**Job 1**
Among the entries, transcribe word for word the lines running from the one that contains "the metal pot" to the one that contains "Query: metal pot", including both of those lines.

**Text to read**

On this point, you are totally correct that without explicit text-image constraints, an excessive amount of generative tuning training (time or data) will inevitably lead to such issues. However, this does not essentially align with the research perspective of our current work. Our work explores a diffusion feedback-based, low-cost post-training approach to optimize CLIP's sensitivity to fine-grained details. An excessive amount of generative tuning training has never been our intention in introducing the DIVA training recipe. As the first work to exploit the potential of leveraging generative feedback from text-to-image diffusion models to optimize CLIP model's representations, our current focus is on how to significantly enhance CLIP's visual perception capabilities with the smallest amount of data and training time possible.

In fact, the issue of CLIP's visual branch gradually moving away from the text encoder with longer training durations and more training data is a potential problem we may consider when scaling up the DIVA framework in the future, but it in no way detracts from the potential that DIVA has already demonstrated under our current efficient and low-data training recipe, nor from the contribution of the insights we have proposed to the community. We fully understand your high expectations and strict requirements for our work, but this is not something that can be fully researched and realized all at once; it requires more time and more researchers to devote their efforts. Actually, for our plans to scale up the DIVA framework with more training data in the future, employing purely visual information to further constrain the semantic alignment of CLIP's visual and text encoders is a worthwhile avenue for exploration. However, this is not the primary focus of our current work, which leaves further room for future exploration. In light of your valuable feedback, we sincerely and explicitly acknowledge this potential limitation when scaling up the DIVA framework in future work, which has been clearly added into our "Limitations And Future Topics" section of the revised manuscript, highlighted in blue, and we hope that you will be satisfied with such supplement.

Pointing entries
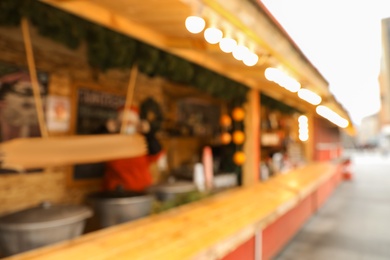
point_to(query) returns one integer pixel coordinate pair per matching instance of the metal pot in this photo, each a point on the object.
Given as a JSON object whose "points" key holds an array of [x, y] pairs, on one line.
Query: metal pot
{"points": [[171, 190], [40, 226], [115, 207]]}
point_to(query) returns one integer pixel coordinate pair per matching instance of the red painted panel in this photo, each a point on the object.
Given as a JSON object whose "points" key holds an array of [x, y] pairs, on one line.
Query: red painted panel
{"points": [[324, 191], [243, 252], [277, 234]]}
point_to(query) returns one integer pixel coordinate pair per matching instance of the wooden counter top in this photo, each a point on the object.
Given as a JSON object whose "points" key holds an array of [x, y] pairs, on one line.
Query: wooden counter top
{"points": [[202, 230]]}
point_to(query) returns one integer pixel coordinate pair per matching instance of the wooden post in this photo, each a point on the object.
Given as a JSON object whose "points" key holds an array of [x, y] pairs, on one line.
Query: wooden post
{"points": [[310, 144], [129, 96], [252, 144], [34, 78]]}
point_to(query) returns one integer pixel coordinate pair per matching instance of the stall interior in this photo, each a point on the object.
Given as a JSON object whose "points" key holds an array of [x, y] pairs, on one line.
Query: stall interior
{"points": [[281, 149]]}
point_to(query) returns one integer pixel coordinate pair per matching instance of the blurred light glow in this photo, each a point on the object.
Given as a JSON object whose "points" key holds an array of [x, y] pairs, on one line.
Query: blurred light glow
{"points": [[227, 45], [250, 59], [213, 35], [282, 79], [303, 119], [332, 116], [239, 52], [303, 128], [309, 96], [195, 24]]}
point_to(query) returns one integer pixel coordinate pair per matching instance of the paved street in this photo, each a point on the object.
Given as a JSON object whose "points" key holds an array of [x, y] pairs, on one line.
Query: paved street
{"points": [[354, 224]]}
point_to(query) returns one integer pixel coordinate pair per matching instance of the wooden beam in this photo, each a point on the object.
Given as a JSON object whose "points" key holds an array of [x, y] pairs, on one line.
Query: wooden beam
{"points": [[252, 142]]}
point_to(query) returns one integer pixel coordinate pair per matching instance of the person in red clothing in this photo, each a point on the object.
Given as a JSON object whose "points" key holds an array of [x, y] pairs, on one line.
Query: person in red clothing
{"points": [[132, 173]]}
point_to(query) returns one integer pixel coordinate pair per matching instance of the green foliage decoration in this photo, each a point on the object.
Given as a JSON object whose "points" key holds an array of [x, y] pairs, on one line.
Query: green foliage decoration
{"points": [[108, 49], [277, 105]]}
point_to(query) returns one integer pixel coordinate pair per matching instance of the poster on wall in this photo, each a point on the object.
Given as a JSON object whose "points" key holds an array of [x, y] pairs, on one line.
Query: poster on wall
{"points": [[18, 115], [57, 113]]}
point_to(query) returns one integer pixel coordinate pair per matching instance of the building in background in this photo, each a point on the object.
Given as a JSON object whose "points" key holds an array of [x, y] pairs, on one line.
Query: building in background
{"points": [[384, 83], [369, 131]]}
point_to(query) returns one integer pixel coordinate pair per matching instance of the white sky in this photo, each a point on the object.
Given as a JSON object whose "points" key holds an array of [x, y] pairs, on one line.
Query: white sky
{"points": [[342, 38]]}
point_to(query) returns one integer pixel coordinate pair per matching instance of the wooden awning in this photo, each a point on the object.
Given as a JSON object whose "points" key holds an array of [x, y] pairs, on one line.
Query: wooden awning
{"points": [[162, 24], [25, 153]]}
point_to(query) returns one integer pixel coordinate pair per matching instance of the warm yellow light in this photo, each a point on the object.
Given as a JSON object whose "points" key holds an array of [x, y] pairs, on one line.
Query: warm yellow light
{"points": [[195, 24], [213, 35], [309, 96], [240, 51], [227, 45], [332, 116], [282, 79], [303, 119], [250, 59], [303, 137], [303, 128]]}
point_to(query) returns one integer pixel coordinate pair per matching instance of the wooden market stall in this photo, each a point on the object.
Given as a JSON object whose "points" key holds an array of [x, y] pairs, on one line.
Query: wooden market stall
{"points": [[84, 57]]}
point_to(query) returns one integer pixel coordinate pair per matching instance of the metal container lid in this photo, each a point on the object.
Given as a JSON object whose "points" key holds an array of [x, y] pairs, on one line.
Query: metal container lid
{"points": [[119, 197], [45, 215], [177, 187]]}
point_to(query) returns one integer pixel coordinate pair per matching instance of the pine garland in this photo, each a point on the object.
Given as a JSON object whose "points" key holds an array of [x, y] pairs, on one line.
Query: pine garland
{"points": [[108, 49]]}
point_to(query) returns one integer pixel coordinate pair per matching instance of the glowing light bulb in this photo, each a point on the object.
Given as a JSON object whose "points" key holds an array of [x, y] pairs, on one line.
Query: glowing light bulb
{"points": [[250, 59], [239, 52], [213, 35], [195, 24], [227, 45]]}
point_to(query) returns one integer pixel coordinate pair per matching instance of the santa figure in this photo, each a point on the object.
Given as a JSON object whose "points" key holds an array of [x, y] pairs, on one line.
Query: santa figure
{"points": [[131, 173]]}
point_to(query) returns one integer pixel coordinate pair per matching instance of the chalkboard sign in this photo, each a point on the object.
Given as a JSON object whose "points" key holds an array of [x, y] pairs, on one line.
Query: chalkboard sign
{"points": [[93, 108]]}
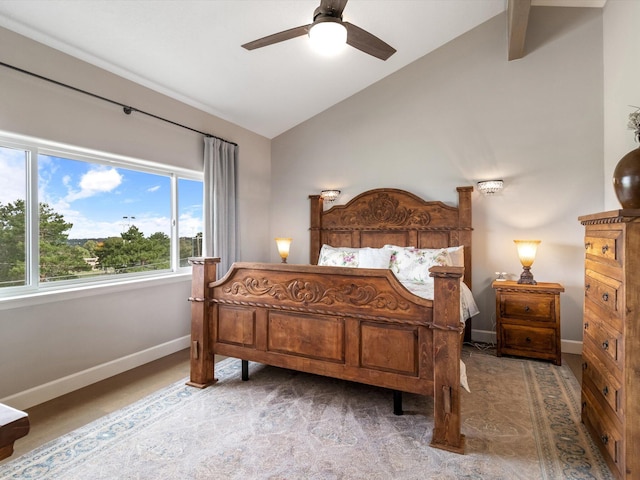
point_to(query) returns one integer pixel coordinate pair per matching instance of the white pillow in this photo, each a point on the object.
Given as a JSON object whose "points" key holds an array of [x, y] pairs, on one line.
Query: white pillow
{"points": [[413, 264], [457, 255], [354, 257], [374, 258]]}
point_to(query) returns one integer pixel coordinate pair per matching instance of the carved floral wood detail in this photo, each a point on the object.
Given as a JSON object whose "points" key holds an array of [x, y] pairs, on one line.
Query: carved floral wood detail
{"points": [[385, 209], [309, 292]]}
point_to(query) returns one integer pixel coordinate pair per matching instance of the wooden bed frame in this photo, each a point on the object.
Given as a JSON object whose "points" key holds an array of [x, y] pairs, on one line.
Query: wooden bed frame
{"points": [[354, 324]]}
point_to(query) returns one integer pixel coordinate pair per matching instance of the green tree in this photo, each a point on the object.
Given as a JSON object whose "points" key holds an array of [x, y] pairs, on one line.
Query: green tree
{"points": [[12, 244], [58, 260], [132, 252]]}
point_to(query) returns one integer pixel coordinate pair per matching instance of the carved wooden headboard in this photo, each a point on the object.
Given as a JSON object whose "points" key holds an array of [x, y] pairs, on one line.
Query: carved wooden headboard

* * *

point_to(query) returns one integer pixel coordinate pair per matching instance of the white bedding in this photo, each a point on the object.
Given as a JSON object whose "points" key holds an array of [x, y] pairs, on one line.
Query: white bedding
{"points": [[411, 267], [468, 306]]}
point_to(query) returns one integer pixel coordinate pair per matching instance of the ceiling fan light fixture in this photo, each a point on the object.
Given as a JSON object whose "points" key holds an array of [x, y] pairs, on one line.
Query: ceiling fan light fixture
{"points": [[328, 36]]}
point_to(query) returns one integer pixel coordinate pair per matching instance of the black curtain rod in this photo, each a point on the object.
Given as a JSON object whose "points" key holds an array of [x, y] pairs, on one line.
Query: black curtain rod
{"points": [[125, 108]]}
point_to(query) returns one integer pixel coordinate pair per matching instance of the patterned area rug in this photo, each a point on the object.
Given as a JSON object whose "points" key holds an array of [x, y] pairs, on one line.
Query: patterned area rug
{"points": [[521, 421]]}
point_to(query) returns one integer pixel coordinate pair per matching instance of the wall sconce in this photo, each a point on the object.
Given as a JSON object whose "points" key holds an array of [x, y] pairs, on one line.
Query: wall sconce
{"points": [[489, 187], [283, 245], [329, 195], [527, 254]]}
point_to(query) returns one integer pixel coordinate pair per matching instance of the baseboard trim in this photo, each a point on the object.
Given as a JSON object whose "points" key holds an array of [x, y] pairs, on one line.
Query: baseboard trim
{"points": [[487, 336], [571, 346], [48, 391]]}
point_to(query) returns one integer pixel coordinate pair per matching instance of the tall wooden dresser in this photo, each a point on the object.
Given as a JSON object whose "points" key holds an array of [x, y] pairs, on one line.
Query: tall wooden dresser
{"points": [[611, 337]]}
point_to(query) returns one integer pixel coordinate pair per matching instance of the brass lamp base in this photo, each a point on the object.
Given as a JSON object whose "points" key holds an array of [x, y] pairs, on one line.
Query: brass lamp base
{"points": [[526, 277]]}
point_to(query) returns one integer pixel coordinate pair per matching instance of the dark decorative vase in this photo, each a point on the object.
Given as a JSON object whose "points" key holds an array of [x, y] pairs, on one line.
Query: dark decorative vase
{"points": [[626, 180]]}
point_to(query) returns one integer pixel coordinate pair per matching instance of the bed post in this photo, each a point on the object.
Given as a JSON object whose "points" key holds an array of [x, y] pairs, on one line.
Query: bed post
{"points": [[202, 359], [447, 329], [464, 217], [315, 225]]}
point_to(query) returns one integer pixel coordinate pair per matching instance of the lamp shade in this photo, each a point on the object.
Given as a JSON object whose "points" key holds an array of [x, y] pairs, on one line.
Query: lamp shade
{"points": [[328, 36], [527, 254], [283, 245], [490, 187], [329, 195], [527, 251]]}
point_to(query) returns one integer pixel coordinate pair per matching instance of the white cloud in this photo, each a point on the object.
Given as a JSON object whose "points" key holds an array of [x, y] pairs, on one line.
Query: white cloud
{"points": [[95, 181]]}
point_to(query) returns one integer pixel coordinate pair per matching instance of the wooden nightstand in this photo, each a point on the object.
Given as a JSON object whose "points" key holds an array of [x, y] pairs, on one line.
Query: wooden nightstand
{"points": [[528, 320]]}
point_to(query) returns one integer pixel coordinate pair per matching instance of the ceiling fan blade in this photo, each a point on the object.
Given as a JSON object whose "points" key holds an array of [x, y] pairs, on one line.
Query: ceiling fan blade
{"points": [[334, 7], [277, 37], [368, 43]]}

--

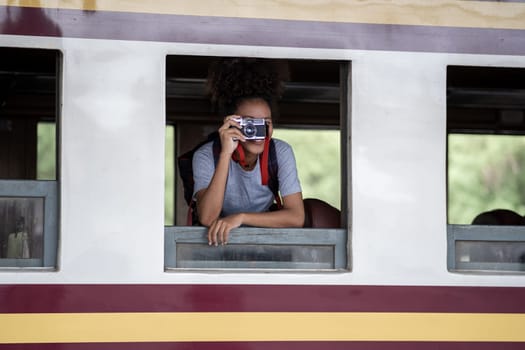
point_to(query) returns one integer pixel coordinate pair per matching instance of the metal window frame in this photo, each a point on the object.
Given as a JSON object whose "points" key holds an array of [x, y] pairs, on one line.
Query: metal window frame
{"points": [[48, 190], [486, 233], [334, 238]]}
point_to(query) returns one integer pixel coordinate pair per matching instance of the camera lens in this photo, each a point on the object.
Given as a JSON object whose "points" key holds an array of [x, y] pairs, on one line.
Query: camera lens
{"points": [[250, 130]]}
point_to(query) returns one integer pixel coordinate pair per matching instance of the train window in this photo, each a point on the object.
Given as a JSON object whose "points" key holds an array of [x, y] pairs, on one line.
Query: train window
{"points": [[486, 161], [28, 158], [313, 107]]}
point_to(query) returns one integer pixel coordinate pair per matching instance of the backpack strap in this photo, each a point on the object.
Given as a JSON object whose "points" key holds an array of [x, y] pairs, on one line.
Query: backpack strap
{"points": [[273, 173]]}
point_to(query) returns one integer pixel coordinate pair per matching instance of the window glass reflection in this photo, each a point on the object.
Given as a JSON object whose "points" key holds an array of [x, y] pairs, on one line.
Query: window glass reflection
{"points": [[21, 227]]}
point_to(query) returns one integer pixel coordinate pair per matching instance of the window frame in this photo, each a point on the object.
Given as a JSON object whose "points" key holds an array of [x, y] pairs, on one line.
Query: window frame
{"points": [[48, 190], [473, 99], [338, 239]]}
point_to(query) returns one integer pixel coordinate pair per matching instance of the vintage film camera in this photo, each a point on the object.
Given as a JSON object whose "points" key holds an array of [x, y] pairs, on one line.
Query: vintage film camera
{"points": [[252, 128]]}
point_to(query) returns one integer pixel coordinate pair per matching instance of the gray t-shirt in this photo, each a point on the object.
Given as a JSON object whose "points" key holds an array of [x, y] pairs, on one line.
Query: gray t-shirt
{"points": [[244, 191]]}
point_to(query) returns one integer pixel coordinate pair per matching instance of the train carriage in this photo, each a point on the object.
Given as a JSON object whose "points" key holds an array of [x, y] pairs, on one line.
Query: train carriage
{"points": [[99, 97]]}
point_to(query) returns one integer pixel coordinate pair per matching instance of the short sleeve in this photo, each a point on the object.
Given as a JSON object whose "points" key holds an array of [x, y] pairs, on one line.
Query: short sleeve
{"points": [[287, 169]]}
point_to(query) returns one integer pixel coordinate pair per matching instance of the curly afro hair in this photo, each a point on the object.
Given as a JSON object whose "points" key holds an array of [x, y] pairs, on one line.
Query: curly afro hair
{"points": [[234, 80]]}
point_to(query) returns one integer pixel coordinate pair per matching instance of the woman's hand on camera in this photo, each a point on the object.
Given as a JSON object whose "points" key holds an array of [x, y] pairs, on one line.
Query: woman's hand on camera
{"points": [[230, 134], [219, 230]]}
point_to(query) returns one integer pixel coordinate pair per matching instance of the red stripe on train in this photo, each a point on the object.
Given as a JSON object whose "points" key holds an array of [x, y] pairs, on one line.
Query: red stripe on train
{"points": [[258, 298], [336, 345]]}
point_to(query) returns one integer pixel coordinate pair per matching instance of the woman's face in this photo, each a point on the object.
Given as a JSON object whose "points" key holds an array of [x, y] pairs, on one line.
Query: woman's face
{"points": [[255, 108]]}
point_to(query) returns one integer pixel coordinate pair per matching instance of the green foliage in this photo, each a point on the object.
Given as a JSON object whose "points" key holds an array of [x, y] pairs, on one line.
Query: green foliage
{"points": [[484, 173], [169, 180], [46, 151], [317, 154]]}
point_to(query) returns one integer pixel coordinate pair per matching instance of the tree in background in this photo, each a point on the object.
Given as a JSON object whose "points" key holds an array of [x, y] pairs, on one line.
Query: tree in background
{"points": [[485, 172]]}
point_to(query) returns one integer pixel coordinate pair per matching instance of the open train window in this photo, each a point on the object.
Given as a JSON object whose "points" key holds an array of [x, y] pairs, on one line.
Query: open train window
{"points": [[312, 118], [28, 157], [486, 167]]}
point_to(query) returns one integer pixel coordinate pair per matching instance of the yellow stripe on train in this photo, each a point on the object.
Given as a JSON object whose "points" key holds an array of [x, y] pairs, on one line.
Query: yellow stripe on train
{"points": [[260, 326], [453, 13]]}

**Job 2**
According to the reply about the DIVA framework, in which section of the revised manuscript was the limitation about scaling up DIVA added?

**Reply 1**
point_to(query) returns one integer pixel coordinate pair per matching instance of the metal pot in this photo, each a point on the object.
Given as a JSON object whose "points" key holds an array of [x, y] pairs, on one line.
Query: metal pot

**Reply 2**
It was added to the "Limitations And Future Topics" section, highlighted in blue.